• WHAT YOU HAVE TO DO: Convert every line of the material below into a JSON list of strings, one string per line, with blank lines left out.
== == ==
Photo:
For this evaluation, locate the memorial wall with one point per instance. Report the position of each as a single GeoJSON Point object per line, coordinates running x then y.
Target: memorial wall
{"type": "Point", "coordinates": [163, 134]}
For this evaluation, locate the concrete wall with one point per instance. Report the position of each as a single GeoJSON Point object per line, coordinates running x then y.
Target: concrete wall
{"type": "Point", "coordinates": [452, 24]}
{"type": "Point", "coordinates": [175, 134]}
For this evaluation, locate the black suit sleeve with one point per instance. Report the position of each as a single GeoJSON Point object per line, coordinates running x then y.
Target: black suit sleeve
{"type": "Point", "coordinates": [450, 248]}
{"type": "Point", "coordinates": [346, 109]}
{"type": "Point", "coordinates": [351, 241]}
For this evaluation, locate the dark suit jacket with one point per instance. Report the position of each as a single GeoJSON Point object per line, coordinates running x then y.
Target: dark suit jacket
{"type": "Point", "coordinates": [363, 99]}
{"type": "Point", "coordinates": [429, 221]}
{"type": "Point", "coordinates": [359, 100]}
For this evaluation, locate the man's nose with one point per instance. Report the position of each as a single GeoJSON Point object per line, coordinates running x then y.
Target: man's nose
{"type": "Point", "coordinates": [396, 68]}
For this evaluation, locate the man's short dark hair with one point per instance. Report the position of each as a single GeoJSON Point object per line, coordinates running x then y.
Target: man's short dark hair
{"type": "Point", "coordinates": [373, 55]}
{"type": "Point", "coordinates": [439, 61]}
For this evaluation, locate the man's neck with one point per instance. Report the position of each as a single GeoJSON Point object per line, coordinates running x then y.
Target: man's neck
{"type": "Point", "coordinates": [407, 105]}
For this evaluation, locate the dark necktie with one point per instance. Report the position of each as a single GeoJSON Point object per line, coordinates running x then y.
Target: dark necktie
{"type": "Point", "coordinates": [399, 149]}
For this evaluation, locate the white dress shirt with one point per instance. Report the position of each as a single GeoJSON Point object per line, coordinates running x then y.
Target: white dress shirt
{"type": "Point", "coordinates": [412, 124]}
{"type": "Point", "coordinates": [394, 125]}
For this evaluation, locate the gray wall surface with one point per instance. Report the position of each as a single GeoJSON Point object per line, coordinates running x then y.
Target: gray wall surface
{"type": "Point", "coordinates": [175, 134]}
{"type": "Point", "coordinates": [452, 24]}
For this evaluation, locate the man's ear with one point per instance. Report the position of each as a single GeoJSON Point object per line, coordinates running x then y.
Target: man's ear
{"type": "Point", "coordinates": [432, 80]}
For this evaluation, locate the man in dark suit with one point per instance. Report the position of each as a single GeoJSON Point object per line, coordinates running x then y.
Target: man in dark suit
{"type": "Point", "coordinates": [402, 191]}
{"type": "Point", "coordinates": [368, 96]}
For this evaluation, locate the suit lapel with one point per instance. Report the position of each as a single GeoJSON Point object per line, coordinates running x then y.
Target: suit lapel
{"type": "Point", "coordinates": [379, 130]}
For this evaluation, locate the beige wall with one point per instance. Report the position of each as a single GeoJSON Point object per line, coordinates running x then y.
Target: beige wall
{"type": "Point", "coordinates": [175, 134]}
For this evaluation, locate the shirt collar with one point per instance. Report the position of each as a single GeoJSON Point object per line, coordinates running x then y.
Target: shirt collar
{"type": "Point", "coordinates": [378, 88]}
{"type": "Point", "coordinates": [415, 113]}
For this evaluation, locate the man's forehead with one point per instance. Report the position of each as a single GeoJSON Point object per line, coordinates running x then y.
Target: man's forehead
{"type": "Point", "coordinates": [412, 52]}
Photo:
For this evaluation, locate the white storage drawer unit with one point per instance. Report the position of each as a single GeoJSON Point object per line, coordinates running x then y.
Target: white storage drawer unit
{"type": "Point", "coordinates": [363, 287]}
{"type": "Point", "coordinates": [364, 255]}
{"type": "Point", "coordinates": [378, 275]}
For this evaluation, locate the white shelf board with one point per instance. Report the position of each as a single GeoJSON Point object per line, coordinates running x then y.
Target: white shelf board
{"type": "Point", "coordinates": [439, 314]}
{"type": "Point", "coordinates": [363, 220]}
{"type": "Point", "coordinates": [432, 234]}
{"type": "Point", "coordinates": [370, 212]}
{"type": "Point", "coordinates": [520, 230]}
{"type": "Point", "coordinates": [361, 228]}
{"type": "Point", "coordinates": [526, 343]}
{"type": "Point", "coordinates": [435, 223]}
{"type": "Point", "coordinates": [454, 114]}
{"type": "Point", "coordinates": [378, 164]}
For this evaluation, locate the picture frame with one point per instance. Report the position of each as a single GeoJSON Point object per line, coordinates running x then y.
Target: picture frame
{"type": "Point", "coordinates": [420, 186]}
== == ==
• RESPONSE TO THIS EXERCISE:
[
  "Photo:",
  "For this evaluation, locate the memorial wall with one point per instance. Report the position of each as a single GeoJSON Point object per line, coordinates running x then y.",
  "Target: memorial wall",
  "{\"type\": \"Point\", \"coordinates\": [163, 134]}",
  "For this evaluation, locate the concrete wall with one point per instance. Report the position of each as a single GeoJSON Point object per line, coordinates running x then y.",
  "Target: concrete wall",
  "{\"type\": \"Point\", \"coordinates\": [452, 24]}",
  "{\"type\": \"Point\", \"coordinates\": [175, 134]}",
  "For this evaluation, locate the black suit sleeve with one point per instance. Report the position of each as a single GeoJSON Point object per line, coordinates running x then y.",
  "Target: black suit sleeve",
  "{\"type\": \"Point\", \"coordinates\": [450, 248]}",
  "{\"type\": \"Point\", \"coordinates\": [346, 109]}",
  "{\"type\": \"Point\", \"coordinates\": [351, 241]}",
  "For this evaluation, locate the dark suit jacket with one point per instance. Report the position of each as a single GeoJSON Point object per line, coordinates running x then y.",
  "Target: dark suit jacket",
  "{\"type\": \"Point\", \"coordinates\": [363, 99]}",
  "{\"type\": \"Point\", \"coordinates\": [429, 221]}",
  "{\"type\": \"Point\", \"coordinates\": [359, 100]}",
  "For this evaluation, locate the man's nose with one point per instance. Report the position of each as a single GeoJSON Point object per line, coordinates running x then y.",
  "Target: man's nose",
  "{\"type\": \"Point\", \"coordinates\": [396, 68]}",
  "For this evaluation, locate the man's short dark hair with one point per instance. Report the position of each as a single GeoJSON Point object per line, coordinates running x then y.",
  "Target: man's short dark hair",
  "{\"type\": \"Point\", \"coordinates\": [373, 55]}",
  "{\"type\": \"Point\", \"coordinates\": [439, 61]}",
  "For this evaluation, locate the man's neck with one point per instance. Report the position of each as a single GeoJSON Point object per line, coordinates running x then y.",
  "Target: man's neck",
  "{\"type\": \"Point\", \"coordinates\": [407, 105]}",
  "For this evaluation, locate the dark necktie with one point per instance. Report the position of each as a single GeoJSON Point object per line, coordinates running x then y.",
  "Target: dark necktie",
  "{\"type\": \"Point\", \"coordinates\": [399, 149]}",
  "For this evaluation, locate the white dress shirt with one point per instance. Report the position of each as a single GeoJSON Point object per line, coordinates running x then y.",
  "Target: white dress shirt",
  "{\"type\": \"Point\", \"coordinates\": [412, 124]}",
  "{\"type\": \"Point\", \"coordinates\": [394, 125]}",
  "For this evaluation, locate the gray wall surface with one point per instance. Report the position of each as a single GeoJSON Point object per line, coordinates running x then y.",
  "Target: gray wall surface",
  "{\"type\": \"Point\", \"coordinates\": [175, 134]}",
  "{\"type\": \"Point\", \"coordinates\": [452, 24]}",
  "For this evaluation, locate the man's ear with one point per instance. Report the position of each as a single GeoJSON Point object per line, coordinates running x then y.",
  "Target: man's ear",
  "{\"type\": \"Point\", \"coordinates\": [432, 80]}",
  "For this evaluation, locate the man in dark suit with one point per instance. Report the position of each as a single GeoJSON Point object per line, coordinates running x then y.",
  "Target: man in dark suit",
  "{\"type\": \"Point\", \"coordinates\": [402, 191]}",
  "{\"type\": \"Point\", \"coordinates\": [368, 96]}",
  "For this evaluation, locate the suit lapel with one point per instance. Report the position of each as a single GeoJSON Point object per line, coordinates running x then y.",
  "Target: suit lapel",
  "{\"type\": \"Point\", \"coordinates\": [379, 130]}",
  "For this evaluation, locate the beige wall with one point per instance. Report the position of each as a single GeoJSON Point object per line, coordinates running x then y.",
  "Target: beige wall",
  "{\"type\": \"Point\", \"coordinates\": [175, 134]}",
  "For this evaluation, locate the shirt collar with one point per instance. Report the position of each as a single GeoJSON Point object per line, coordinates running x then y.",
  "Target: shirt collar",
  "{\"type\": \"Point\", \"coordinates\": [378, 88]}",
  "{\"type\": \"Point\", \"coordinates\": [415, 113]}",
  "For this evaluation, locate the man's forehead with one point per instance. Report the position of each as a single GeoJSON Point object per line, coordinates running x then y.",
  "Target: man's forehead",
  "{\"type\": \"Point\", \"coordinates\": [412, 52]}",
  "Photo:",
  "For this evaluation, locate the white storage drawer unit with one point per instance. Report the position of each as a single GeoJSON Point object per line, coordinates running x then y.",
  "Target: white storage drawer unit",
  "{\"type\": \"Point\", \"coordinates\": [363, 287]}",
  "{\"type\": \"Point\", \"coordinates\": [364, 255]}",
  "{\"type\": \"Point\", \"coordinates\": [378, 275]}",
  "For this evaluation, locate the white shelf board with one point per instance. Report the position of each as a single GeoJSON Point object per line, coordinates running x then y.",
  "Target: white shelf board",
  "{\"type\": \"Point\", \"coordinates\": [439, 314]}",
  "{\"type\": \"Point\", \"coordinates\": [363, 220]}",
  "{\"type\": \"Point\", \"coordinates\": [432, 234]}",
  "{\"type\": \"Point\", \"coordinates\": [370, 212]}",
  "{\"type\": \"Point\", \"coordinates\": [520, 230]}",
  "{\"type\": \"Point\", \"coordinates\": [361, 228]}",
  "{\"type\": \"Point\", \"coordinates\": [526, 343]}",
  "{\"type\": \"Point\", \"coordinates\": [435, 223]}",
  "{\"type\": \"Point\", \"coordinates\": [454, 114]}",
  "{\"type\": \"Point\", \"coordinates\": [378, 164]}",
  "For this evaluation, locate the picture frame with one point per instance. Report the position of each as a single GeoJSON Point object per line, coordinates running x then y.",
  "Target: picture frame",
  "{\"type\": \"Point\", \"coordinates\": [420, 186]}"
]